*** Opening of EXERCISE INPUT ***

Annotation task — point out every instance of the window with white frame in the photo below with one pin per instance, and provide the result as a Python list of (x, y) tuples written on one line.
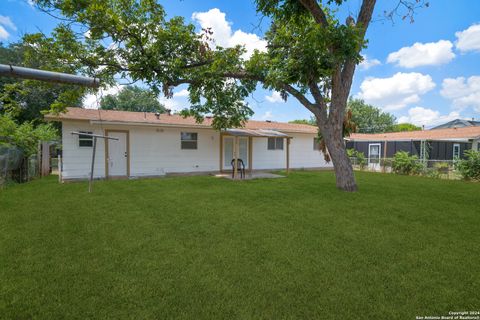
[(85, 140), (456, 150), (275, 143), (189, 140)]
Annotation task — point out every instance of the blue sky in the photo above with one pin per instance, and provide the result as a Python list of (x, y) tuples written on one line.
[(426, 72)]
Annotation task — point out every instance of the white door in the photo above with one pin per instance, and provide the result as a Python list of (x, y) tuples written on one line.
[(228, 151), (117, 154), (374, 156)]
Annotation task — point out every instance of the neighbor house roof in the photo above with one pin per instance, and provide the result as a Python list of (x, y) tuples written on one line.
[(438, 134), (147, 118)]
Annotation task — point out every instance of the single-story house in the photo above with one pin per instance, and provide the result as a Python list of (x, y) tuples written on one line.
[(152, 144), (439, 144)]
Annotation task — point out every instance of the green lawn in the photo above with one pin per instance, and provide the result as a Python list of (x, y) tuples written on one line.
[(208, 248)]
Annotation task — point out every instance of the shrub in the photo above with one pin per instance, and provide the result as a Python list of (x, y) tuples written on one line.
[(404, 163), (469, 167)]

*** Close of EXERCISE INPUT ***

Retype the data above exactly. Leave the pictures out.

**SOLUTION TO THE EXERCISE**
Annotation task — point out every instance of the window with white frame in the photo below with one pin per instance, and provide the result as a Python list of (x, y) tuples written on one line.
[(85, 140), (456, 150), (275, 143), (189, 140)]
Annotation task — point out every instance of the blue sky in the photo above with one pin per instance, and provide the result as a Python list of (x, y) tuples written on one line.
[(426, 72)]
Annotation task — point out every instance of the white door in the photo above with one pin per instance, and provide the result as a Python list of (x, y) tuples written on one line.
[(228, 151), (117, 154), (374, 156)]
Annotation task — point out every instance of the neighbor house roof in the photo above with one pin per instance, and provide the result as a Python list of (x, y) tuples written on one line.
[(438, 134), (147, 118)]
Annotation task — point out every instance of the single-story house in the photo above with one pin per instance, and provide the result as a Python list of (x, y) tuples written on one line.
[(152, 144), (439, 144)]
Annotation task — point out every instance of the green lawn in the photo above with one pin per instance, and provide the result as a Python list of (x, y) tuples written on one line.
[(208, 248)]
Annotation task — point out every instance of the shrub in the photo above with one pin per instance, and provide the result as a Python list of (x, y) tuples written on one line.
[(404, 163), (469, 167)]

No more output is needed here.